● QUÉ HARÁS:
(A) Transcribe del trabajo práctico sobre clustering el fragmento entre "DiploDatos 2018 - Aprendizaje" y "las distintas categorias.", ambos incluidos.
(B) Responde, según el trabajo práctico sobre clustering:
(i) ¿Quiénes figuran como autores?
(ii) ¿Qué delimitador se pasa a pd.read_csv al cargar el archivo?
(iii) ¿Qué letra identifica la categoría de salud?
(C) Continúa el trabajo práctico sobre clustering a partir de su última línea.

## Trabajo Práctico 1 - Clustering

DiploDatos 2018 - Aprendizaje No Supervizado

Mario Ferreyra - Emiliano Kokic

### Datos: Dataset of references (urls) to news web pages
https://archive.ics.uci.edu/ml/datasets/News+Aggregator

Descripción del problema: el dataset contiene dentro de sus atributos título y categoria de noticia:
- Entretenimiento
- Ciencia y Tecnología
- Negocios
- Salud

La idea del problema sería intentar aplicar técnicas de clustering sobre los títulos de cada noticia y ver si de acuerdo a su semántica se agrupan según las distintas categorias.

In [36]:
import pandas as pd
import nltk
import re
from sklearn.feature_extraction.text import TfidfVectorizer
from sklearn.cluster import KMeans
import spacy
from spacy.lang.en import English
from gensim.models import Word2Vec, Doc2Vec
from nltk.cluster import KMeansClusterer

#### Cargamos el dataset

In [2]:
data = pd.read_csv('./NewsAggregatorDataset/newsCorpora.csv', header=None, delimiter='\t')
data.columns = ['ID', 'TITLE', 'URL', 'PUBLISHER', 'CATEGORY', 'STORY', 'HOSTNAME', 'TIMESTAMP']
'''
ID		Numeric ID
TITLE		News title 
URL		Url
PUBLISHER	Publisher name
CATEGORY	News category (b = business, t = science and technology, e = entertainment, m = health)

● DATOS DE ENTRADA:
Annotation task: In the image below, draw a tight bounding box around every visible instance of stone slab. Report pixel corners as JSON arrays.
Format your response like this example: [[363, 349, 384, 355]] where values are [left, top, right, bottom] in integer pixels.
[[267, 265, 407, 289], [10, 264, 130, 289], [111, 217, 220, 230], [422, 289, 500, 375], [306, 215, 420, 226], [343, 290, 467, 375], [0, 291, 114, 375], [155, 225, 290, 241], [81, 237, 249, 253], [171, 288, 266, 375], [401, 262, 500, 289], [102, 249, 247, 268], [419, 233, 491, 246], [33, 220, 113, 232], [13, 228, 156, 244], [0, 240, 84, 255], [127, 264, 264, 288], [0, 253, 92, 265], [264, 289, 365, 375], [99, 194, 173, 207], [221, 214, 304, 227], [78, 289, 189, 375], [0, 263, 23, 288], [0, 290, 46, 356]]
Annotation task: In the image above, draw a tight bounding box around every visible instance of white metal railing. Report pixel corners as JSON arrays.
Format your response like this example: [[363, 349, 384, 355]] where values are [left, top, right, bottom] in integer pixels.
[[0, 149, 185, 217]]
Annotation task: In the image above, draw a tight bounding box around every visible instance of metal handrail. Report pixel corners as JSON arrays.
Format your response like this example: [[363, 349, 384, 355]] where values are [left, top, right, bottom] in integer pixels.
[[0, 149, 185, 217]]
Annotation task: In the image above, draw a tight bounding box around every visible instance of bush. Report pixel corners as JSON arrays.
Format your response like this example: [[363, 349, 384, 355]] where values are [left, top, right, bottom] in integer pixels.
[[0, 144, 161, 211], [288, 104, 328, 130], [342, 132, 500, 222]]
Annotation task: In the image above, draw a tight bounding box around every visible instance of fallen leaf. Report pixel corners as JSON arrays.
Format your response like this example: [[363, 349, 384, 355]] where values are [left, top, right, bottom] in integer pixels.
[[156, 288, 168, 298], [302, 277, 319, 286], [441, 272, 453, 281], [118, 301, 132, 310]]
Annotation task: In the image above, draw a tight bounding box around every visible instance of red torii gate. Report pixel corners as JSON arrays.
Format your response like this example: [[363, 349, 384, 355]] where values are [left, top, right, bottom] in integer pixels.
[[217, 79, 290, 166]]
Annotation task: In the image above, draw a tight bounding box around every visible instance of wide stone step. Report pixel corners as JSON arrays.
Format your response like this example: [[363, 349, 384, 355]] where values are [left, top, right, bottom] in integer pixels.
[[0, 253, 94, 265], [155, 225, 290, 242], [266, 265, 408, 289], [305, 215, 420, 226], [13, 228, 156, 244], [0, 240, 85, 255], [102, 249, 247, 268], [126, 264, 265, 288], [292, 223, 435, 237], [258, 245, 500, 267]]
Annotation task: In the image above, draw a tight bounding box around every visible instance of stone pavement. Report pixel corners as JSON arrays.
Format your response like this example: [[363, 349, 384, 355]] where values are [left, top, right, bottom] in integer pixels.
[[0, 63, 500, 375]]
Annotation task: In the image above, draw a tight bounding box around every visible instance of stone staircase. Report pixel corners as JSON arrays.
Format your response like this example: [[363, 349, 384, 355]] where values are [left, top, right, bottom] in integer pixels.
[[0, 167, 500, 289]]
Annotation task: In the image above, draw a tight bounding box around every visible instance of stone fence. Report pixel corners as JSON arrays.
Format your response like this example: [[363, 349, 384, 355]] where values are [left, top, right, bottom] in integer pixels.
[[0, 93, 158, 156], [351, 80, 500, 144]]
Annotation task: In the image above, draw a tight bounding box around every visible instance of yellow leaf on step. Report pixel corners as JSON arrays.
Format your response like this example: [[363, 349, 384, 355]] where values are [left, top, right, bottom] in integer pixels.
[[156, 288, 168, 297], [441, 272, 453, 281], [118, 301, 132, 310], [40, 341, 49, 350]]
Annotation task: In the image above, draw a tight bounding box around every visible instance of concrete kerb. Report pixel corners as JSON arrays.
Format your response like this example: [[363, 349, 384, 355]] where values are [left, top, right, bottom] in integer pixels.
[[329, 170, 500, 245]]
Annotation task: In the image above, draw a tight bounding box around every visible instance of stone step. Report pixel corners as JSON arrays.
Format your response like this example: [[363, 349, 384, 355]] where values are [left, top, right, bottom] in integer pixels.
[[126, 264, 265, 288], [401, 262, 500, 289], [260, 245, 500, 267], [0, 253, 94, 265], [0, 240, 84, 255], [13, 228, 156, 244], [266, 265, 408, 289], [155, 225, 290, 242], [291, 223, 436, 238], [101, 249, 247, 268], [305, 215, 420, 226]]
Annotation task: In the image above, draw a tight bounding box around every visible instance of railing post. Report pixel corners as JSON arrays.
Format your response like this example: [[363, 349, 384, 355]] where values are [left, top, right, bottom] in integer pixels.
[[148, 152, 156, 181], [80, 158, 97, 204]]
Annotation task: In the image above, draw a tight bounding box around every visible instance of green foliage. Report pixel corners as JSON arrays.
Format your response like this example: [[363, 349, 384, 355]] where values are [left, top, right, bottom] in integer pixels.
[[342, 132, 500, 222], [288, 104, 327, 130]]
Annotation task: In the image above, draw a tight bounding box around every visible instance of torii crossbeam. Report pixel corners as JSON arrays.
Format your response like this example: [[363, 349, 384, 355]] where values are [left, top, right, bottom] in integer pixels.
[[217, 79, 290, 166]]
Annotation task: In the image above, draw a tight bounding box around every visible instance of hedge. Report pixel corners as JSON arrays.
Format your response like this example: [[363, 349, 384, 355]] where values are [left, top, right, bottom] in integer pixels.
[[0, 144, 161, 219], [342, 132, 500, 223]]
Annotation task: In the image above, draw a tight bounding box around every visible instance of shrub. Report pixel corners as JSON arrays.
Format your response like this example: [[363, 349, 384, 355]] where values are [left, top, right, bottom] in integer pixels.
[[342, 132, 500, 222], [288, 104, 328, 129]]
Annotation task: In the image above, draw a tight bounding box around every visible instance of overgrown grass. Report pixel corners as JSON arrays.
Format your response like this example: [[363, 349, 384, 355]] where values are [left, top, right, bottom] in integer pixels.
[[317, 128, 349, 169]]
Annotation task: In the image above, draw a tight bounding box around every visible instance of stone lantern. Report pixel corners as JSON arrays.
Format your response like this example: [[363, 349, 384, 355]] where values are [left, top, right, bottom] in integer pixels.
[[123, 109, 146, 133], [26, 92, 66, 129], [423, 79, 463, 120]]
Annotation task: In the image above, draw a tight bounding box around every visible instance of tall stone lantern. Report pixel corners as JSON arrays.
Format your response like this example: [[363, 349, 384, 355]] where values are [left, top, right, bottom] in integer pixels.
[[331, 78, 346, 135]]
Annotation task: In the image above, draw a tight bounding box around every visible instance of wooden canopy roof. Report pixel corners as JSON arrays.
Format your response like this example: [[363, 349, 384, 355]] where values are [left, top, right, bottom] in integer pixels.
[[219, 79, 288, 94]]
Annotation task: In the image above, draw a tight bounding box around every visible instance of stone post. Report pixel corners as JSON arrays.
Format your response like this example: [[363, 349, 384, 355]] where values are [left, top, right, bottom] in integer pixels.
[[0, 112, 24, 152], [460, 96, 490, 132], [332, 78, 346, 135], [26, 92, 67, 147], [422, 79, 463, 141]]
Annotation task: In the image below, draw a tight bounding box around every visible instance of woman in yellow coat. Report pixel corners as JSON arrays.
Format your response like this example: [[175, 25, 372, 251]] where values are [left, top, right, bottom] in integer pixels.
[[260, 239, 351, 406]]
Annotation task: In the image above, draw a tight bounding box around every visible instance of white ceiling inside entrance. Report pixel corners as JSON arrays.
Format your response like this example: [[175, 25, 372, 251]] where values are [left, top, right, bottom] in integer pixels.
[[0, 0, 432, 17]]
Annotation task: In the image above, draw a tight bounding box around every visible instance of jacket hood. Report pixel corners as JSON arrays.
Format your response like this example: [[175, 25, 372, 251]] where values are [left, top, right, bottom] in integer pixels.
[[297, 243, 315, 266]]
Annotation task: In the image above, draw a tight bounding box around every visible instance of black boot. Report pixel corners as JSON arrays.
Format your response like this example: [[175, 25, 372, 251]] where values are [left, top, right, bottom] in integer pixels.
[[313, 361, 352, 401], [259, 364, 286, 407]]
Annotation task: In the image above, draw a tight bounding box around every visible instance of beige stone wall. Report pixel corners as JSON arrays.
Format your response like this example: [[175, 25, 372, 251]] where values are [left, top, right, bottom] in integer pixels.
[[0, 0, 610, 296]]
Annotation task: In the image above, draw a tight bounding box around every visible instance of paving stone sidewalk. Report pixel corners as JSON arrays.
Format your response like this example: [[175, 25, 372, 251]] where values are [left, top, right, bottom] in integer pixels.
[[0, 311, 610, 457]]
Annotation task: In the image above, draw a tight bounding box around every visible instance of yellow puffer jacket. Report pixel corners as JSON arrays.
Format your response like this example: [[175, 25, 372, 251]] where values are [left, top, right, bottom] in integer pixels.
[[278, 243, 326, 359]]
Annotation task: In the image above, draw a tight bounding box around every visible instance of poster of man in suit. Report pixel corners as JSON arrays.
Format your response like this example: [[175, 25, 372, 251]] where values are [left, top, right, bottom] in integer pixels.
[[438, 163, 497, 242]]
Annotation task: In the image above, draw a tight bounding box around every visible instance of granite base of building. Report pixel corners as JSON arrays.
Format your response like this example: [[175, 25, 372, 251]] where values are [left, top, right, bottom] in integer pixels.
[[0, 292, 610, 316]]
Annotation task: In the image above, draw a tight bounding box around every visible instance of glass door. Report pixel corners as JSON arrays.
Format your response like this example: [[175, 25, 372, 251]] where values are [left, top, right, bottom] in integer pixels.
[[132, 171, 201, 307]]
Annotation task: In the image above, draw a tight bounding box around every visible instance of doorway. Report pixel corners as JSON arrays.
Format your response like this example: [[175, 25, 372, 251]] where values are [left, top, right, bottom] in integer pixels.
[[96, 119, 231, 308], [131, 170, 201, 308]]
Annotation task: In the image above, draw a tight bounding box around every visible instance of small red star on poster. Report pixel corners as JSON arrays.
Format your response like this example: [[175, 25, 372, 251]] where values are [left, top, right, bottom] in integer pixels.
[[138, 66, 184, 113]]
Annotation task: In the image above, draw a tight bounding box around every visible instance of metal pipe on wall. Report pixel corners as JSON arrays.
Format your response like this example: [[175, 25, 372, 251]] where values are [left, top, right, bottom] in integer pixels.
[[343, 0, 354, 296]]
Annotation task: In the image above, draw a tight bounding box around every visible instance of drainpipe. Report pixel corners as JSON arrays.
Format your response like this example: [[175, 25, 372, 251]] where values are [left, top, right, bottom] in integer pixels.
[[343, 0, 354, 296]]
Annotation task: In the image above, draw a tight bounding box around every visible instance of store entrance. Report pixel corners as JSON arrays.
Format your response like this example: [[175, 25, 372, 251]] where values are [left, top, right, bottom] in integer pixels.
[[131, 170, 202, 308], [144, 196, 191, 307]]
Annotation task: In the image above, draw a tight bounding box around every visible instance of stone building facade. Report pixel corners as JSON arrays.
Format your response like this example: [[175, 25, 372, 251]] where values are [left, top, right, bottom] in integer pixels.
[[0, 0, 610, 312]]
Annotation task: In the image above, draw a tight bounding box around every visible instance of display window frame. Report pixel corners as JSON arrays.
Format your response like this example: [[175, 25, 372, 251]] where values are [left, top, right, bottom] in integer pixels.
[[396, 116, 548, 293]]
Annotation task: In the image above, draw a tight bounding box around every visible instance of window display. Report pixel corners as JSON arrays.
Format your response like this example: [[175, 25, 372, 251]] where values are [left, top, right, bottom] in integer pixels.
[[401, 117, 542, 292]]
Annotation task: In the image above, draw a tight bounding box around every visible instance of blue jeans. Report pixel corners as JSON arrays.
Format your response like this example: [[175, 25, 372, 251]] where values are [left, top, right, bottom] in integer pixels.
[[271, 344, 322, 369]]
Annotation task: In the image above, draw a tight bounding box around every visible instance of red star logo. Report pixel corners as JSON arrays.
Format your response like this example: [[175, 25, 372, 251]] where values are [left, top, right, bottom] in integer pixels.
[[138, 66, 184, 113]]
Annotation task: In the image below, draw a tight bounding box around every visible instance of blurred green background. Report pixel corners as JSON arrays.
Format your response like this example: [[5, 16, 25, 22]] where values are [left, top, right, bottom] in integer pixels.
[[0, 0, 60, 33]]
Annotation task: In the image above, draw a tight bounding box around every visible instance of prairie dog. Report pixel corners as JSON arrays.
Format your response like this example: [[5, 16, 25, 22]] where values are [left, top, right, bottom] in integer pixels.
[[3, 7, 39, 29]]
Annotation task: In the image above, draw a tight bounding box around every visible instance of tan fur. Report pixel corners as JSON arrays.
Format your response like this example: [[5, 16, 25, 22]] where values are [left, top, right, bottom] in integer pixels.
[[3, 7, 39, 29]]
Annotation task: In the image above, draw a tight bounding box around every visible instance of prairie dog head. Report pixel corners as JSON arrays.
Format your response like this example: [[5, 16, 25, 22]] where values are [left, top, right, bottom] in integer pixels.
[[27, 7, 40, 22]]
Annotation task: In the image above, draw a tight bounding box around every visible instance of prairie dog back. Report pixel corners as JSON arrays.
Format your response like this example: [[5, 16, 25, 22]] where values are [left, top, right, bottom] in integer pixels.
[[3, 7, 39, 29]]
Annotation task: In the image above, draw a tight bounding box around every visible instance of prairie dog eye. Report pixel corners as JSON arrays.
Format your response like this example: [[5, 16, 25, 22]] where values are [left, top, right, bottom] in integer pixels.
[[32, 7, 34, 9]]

● RESPUESTAS POR TAREA:
(A)
DiploDatos 2018 - Aprendizaje No Supervizado

Mario Ferreyra - Emiliano Kokic

### Datos: Dataset of references (urls) to news web pages
https://archive.ics.uci.edu/ml/datasets/News+Aggregator

Descripción del problema: el dataset contiene dentro de sus atributos título y categoria de noticia:
- Entretenimiento
- Ciencia y Tecnología
- Negocios
- Salud

La idea del problema sería intentar aplicar técnicas de clustering sobre los títulos de cada noticia y ver si de acuerdo a su semántica se agrupan según las distintas categorias.

(B)
(i) Mario Ferreyra y Emiliano Kokic.
(ii) El tabulador ('\t').
(iii) La letra m.

(C)
STORY		Alphanumeric ID of the cluster that includes news about the same story
HOSTNAME	Url hostname
TIMESTAMP 	Approximate time the news was published, as the number of milliseconds since the epoch
'''

'\nID\t\tNumeric ID\nTITLE\t\tNews title \nURL\t\tUrl\nPUBLISHER\tPublisher name\nCATEGORY\tNews category (b = business, t = science and technology, e = entertainment, m = health)\nSTORY\t\tAlphanumeric ID of the cluster that includes news about the same story\nHOSTNAME\tUrl hostname\nTIMESTAMP \tApproximate time the news was published, as the number of milliseconds since the epoch\n'

In [3]:
data.shape

(422419, 8)

In [4]:
# Nos quedamos solo con las dos columnas de interés
data = data[['TITLE', 'CATEGORY']]
data.head()

Unnamed: 0,TITLE,CATEGORY
0,"Fed official says weak data caused by weather,...",b
1,Fed's Charles Plosser sees high bar for change...,b
2,US open: Stocks fall after Fed official hints ...,b
3,"Fed risks falling 'behind the curve', Charles ...",b
4,Fed's Plosser: Nasty Weather Has Curbed Job Gr...,b


In [5]:
data.groupby('TITLE').count().sort_values('CATEGORY',ascending=False).head()

Unnamed: 0_level_0,CATEGORY
TITLE,Unnamed: 1_level_1
The article requested cannot be found! Please refresh your browser or go back ...,145
Business Highlights,59
Posted by Parvez Jabri,59
Posted by Imaduddin,53
Posted by Shoaib-ur-Rehman Siddiqui,52


Removemos las filas sin título ya que no aportan información y a la hora de realizar clustering van a generar ruido. 

In [6]:
no_title = data.groupby('TITLE').count().sort_values('CATEGORY',ascending=False).head().index.values[0]
print(no_title)
data = data[data.TITLE != no_title]

The article requested cannot be found! Please refresh your browser or go back  ...


In [7]:
data.groupby('CATEGORY').count()

Unnamed: 0_level_0,TITLE
CATEGORY,Unnamed: 1_level_1
b,115965
e,152339
m,45637
t,108333


Nos quedamos con 2000 títulos de cada categoría (ya que sino se necesita demasiado cómputo)

In [8]:
new_data = data[data.CATEGORY == 'b'][0:2000]
new_data = new_data.append(data[data.CATEGORY == 'e'][0:2000], ignore_index=True)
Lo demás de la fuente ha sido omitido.